Exercise
Quote every line as written. Omit pictures.
>> Begin
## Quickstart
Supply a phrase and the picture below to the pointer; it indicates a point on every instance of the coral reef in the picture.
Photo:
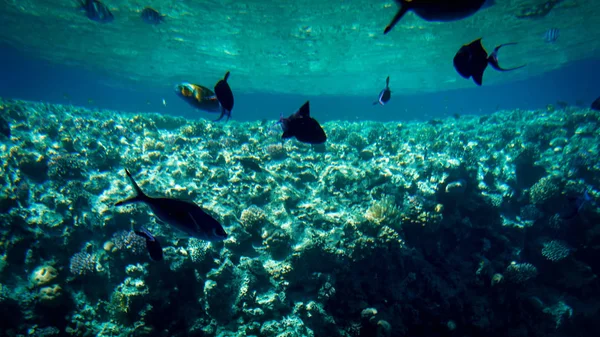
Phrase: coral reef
(452, 228)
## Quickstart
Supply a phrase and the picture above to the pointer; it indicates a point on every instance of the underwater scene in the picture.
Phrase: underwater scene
(338, 168)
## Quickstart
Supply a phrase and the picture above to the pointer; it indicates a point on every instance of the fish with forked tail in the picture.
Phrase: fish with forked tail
(198, 96)
(385, 95)
(225, 97)
(472, 59)
(185, 216)
(303, 127)
(436, 10)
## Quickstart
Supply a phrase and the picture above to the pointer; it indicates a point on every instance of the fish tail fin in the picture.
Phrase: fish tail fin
(140, 195)
(224, 112)
(493, 58)
(396, 18)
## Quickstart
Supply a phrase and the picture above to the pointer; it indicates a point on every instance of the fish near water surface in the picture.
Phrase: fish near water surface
(436, 10)
(385, 95)
(152, 16)
(184, 216)
(303, 127)
(96, 11)
(225, 97)
(198, 96)
(472, 59)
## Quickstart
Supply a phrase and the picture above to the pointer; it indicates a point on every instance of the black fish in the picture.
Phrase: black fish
(305, 128)
(183, 215)
(152, 16)
(596, 104)
(385, 94)
(551, 35)
(436, 10)
(4, 127)
(152, 245)
(472, 59)
(225, 97)
(96, 10)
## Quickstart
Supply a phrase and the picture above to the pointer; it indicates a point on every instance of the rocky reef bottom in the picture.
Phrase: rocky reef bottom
(466, 226)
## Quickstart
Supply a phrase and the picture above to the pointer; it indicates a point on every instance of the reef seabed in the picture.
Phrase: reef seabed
(470, 226)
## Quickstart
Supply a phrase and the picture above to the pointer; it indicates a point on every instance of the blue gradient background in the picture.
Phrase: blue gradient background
(24, 77)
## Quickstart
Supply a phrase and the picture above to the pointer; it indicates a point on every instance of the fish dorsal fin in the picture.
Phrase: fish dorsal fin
(304, 110)
(477, 47)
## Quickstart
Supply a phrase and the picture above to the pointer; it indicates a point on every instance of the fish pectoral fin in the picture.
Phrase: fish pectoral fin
(478, 78)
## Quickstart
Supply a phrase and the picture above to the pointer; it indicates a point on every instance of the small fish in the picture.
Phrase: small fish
(225, 96)
(575, 205)
(4, 127)
(152, 245)
(152, 16)
(198, 96)
(596, 104)
(472, 59)
(551, 35)
(305, 128)
(96, 11)
(185, 216)
(385, 94)
(436, 10)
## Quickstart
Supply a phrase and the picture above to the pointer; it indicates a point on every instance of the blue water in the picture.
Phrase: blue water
(25, 77)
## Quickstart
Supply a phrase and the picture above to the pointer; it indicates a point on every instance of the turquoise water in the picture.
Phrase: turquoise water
(453, 210)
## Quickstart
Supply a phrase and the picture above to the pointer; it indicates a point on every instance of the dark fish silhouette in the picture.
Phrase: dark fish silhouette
(472, 59)
(575, 205)
(305, 128)
(551, 35)
(4, 127)
(225, 96)
(183, 215)
(198, 96)
(596, 104)
(96, 10)
(436, 10)
(385, 94)
(152, 245)
(152, 16)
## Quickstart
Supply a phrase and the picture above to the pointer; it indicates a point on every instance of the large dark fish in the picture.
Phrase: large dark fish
(96, 10)
(225, 96)
(198, 96)
(596, 104)
(385, 94)
(183, 215)
(152, 245)
(472, 59)
(305, 128)
(436, 10)
(152, 16)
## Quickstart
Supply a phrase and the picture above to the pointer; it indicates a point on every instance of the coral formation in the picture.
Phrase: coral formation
(450, 228)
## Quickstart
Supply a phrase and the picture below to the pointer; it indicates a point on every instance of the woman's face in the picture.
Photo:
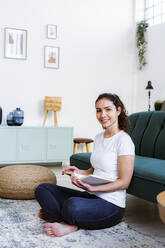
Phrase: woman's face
(106, 113)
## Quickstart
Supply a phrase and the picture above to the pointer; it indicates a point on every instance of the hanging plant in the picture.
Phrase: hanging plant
(141, 43)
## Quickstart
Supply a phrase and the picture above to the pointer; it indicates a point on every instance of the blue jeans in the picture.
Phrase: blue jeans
(76, 207)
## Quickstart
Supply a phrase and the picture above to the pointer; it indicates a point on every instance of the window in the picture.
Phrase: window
(154, 11)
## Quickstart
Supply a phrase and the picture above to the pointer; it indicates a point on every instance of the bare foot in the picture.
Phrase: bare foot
(42, 215)
(59, 229)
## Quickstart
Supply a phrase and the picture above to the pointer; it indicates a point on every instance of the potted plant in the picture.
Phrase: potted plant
(158, 105)
(141, 43)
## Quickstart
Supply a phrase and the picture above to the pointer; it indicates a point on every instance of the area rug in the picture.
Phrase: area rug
(21, 228)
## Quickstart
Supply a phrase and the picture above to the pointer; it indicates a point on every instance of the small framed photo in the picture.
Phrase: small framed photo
(15, 43)
(51, 57)
(51, 31)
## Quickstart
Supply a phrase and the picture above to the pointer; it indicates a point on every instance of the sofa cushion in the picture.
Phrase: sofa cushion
(150, 168)
(147, 132)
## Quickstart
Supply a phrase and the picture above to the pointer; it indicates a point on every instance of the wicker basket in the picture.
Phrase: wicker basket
(161, 205)
(20, 181)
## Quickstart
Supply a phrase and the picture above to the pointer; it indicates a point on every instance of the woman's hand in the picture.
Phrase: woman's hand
(71, 169)
(77, 182)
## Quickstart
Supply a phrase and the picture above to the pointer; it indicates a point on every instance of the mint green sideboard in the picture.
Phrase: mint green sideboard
(35, 144)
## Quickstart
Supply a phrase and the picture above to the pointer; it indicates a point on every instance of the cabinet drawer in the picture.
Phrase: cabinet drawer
(7, 145)
(59, 144)
(31, 145)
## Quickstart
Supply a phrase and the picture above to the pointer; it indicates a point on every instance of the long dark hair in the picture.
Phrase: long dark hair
(123, 120)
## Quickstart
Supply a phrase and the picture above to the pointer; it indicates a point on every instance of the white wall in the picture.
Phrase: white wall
(155, 69)
(96, 40)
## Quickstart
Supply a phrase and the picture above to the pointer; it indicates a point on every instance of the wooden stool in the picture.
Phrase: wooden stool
(82, 140)
(52, 104)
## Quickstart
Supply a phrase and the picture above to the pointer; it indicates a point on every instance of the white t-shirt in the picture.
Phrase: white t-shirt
(104, 160)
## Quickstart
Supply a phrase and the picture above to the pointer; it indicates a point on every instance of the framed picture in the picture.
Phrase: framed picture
(51, 57)
(51, 31)
(15, 43)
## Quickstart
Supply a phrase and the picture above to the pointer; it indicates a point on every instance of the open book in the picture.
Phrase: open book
(91, 179)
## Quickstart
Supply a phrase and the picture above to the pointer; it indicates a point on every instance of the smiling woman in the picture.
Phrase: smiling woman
(99, 206)
(110, 107)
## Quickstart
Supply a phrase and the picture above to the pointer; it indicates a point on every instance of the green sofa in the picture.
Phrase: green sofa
(148, 134)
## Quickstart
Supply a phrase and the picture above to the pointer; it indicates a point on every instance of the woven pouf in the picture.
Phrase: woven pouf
(20, 181)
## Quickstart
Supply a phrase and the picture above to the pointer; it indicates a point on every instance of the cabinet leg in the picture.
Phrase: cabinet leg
(75, 148)
(46, 115)
(88, 147)
(55, 118)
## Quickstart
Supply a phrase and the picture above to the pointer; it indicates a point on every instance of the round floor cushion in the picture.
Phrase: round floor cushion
(20, 181)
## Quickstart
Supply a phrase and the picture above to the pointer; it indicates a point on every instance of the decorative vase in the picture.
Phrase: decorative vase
(0, 115)
(10, 121)
(18, 117)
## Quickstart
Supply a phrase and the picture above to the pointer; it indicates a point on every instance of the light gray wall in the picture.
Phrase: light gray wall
>> End
Response to this exercise
## Quickstart
Supply a phrase and the picture below to the pointer; it indicates a point on every instance of the coral reef in the picture.
Photo:
Phrase: coral reef
(452, 228)
## Quickstart
Supply a phrase and the picture above to the pointer; it indicates a point on every instance of the underwater scene in the picture.
Phrase: underwater scene
(338, 168)
## Quickstart
Supply a phrase and the picture above to the pointer; it indicates a point on every instance of the fish with forked tail in the picture.
Phrase: fish with forked tail
(198, 96)
(385, 95)
(225, 97)
(472, 59)
(185, 216)
(303, 127)
(436, 10)
## Quickstart
Supply a phrase and the picture above to the pointer; it indicates a point on every instance of the fish tail fin in the picture.
Phrase: fish tail fin
(140, 195)
(224, 112)
(493, 58)
(396, 18)
## Quickstart
Supply a phrase and the picture above to the pointer; it indicates a point on every instance of the fish near water surface in the picture.
Phrase: fish near water surface
(436, 10)
(385, 95)
(152, 16)
(184, 216)
(303, 127)
(96, 11)
(225, 97)
(198, 96)
(472, 59)
## Quickstart
Supply a phrase and the picture above to the pointer; it indicates a point on every instance of the black fish in the picture.
Phrase: black fish
(305, 128)
(183, 215)
(152, 16)
(596, 104)
(385, 94)
(551, 35)
(436, 10)
(4, 127)
(152, 245)
(472, 59)
(225, 97)
(96, 10)
## Quickstart
Supply a phrase and the picture above to the pointer; it indicates a point on every instance of the rocky reef bottom in the picture.
Phrase: rocky reef bottom
(466, 226)
## Quickstart
Supply a phrase and the picture above to the pointer; it indicates a point on every instance of the reef seabed in the picture.
Phrase: reef seabed
(470, 226)
## Quickstart
Supply a phrase and the picture above to the pointer; it indicates a point on every instance of the blue gradient background in the picture.
Phrase: blue gradient background
(24, 77)
## Quickstart
Supply a phrase and the picture above to the pointer; it indicates a point on every instance of the fish dorsal fin in the picture.
Phrase: fish dorsal fin
(304, 110)
(477, 47)
## Quickstart
Supply a phrase and the picture above to the pointer; it indicates a point on every instance of the fish pectoral fin in the picture.
Phrase: fish pectoral fin
(478, 78)
## Quickstart
Supply a phrase and the picture above to the pointer; it indicates a point on every instance of the small fish in the picture.
Phrase: small fish
(225, 96)
(575, 205)
(4, 127)
(152, 245)
(152, 16)
(198, 96)
(596, 104)
(472, 59)
(551, 35)
(305, 128)
(96, 11)
(185, 216)
(385, 94)
(436, 10)
## Quickstart
Supply a phrase and the picture above to the pointer; it indicates a point on every instance of the blue water in the picture.
Phrase: blue water
(25, 77)
## Quickstart
Supply a phrase and the picture above to the pointer; it indicates a point on every instance of the turquoise water in the picture.
Phrase: turquoise water
(453, 210)
## Quickstart
Supply a phrase and the picture above to the pointer; it indicates a point on every instance of the dark fish silhouette in the picture.
Phrase: dark fish silhouette
(472, 59)
(575, 205)
(305, 128)
(551, 35)
(4, 127)
(225, 96)
(183, 215)
(198, 96)
(596, 104)
(96, 10)
(436, 10)
(385, 94)
(152, 245)
(152, 16)
## Quickstart
Supply a phrase and the picture above to the pointer; it indicates a point on every instance of the large dark fish in the picture.
Phrase: large dark fish
(96, 10)
(225, 96)
(198, 96)
(596, 104)
(385, 94)
(183, 215)
(152, 245)
(472, 59)
(305, 128)
(436, 10)
(152, 16)
## Quickstart
Supply a phrase and the picture above to the pointer; it indicates a point on every instance of the coral formation in the picture.
Phrase: coral formation
(450, 228)
## Quickstart
Supply a phrase and the picture below to the pointer; it indicates a point on every instance of the woman's face in the picture.
Photo:
Phrase: woman's face
(106, 113)
## Quickstart
Supply a phrase and the picture above to the pointer; it indicates a point on every instance of the hanging plant in the picture.
Phrase: hanging plant
(141, 43)
## Quickstart
Supply a phrase and the picture above to the pointer; it indicates a point on every instance of the blue jeans in the picture.
Phrase: blue jeans
(76, 207)
## Quickstart
Supply a phrase and the picture above to the pointer; it indicates a point on every instance of the window in the picture.
Phrase: window
(154, 11)
## Quickstart
Supply a phrase and the picture above to the pointer; it indicates a point on every instance of the bare foot in the picture.
Phrase: bare foot
(42, 215)
(59, 229)
## Quickstart
Supply a phrase and the picture above to the pointer; it indicates a point on every instance of the potted plant in the picture.
Phrase: potted plant
(158, 105)
(141, 43)
## Quickstart
Supply a phrase and the picture above to the pointer; it indicates a point on every instance of the area rug in the picture.
Phrase: area rug
(21, 228)
## Quickstart
Supply a phrase and the picture above to the pointer; it indicates a point on every instance of the small framed photo in the picture.
Phrase: small framed photo
(15, 43)
(51, 57)
(51, 31)
## Quickstart
Supply a phrase and the picture above to the pointer; it indicates a point on every instance of the sofa cushion in the picture.
Phrase: sofa cushion
(150, 168)
(147, 132)
## Quickstart
Supply a phrase and the picture above to the pointer; it indicates a point on every instance of the wicker basket in the picture.
Phrase: wicker basket
(161, 205)
(20, 181)
## Quickstart
Supply a phrase and the picture above to the pointer; it indicates a point on every instance of the woman's hand in the picture.
Phrase: woman's hand
(71, 169)
(77, 182)
## Quickstart
Supply a phrase and the picture above to the pointer; it indicates a point on every instance of the mint green sideboard in the picture.
Phrase: mint green sideboard
(35, 144)
## Quickstart
Supply a phrase and the picture above to the pointer; it indicates a point on every instance of the cabinet drawer in the picture.
Phrase: cabinet drawer
(7, 145)
(59, 144)
(31, 145)
## Quickstart
Supply a phrase and the picture above to the pointer; it indicates a point on every instance of the long dark hair in the picture.
Phrase: long dark hair
(123, 120)
## Quickstart
Supply a phrase and the picture above to the pointer; it indicates a point on every instance of the white wall in the picture.
Phrase: white wall
(155, 69)
(96, 40)
## Quickstart
Supply a phrase and the picture above to the pointer; it indicates a point on every instance of the wooden stool in the picture.
Phrase: wooden stool
(82, 140)
(52, 104)
## Quickstart
Supply a phrase and the picture above to the pointer; it indicates a point on every instance of the white t-shirt in the picture.
Phrase: white t-shirt
(104, 160)
## Quickstart
Supply a phrase and the picture above to the pointer; it indicates a point on every instance of the framed picture in the picture.
Phrase: framed picture
(51, 57)
(51, 31)
(15, 43)
## Quickstart
Supply a phrase and the picture above to the pointer; it indicates a point on every instance of the open book in the picture.
Phrase: open book
(91, 179)
## Quickstart
Supply a phrase and the picture above to the pointer; it indicates a point on every instance of the smiling woman in the picture.
Phrase: smiling woman
(99, 206)
(110, 107)
## Quickstart
Supply a phrase and the picture above to the pointer; it indicates a point on every instance of the green sofa in the picture.
Phrase: green sofa
(148, 134)
## Quickstart
Supply a phrase and the picture above to the pointer; it indicates a point on every instance of the woven pouf in the picture.
Phrase: woven pouf
(20, 181)
## Quickstart
Supply a phrase and the picture above to the pointer; it indicates a point on every instance of the cabinet leg in the picture.
Phrase: cabinet leg
(75, 148)
(46, 115)
(88, 147)
(55, 118)
## Quickstart
Supply a phrase and the picture above to the pointer; it indicates a point on every instance of the round floor cushion in the picture.
Phrase: round floor cushion
(20, 181)
## Quickstart
Supply a phrase and the picture above to the pointer; it indicates a point on every instance of the decorative vase in the picture.
Phrase: decorative vase
(0, 115)
(10, 121)
(18, 117)
## Quickstart
Supply a phrase and the picture above to the pointer; it indicates a point on every instance of the light gray wall in the picture.
Phrase: light gray wall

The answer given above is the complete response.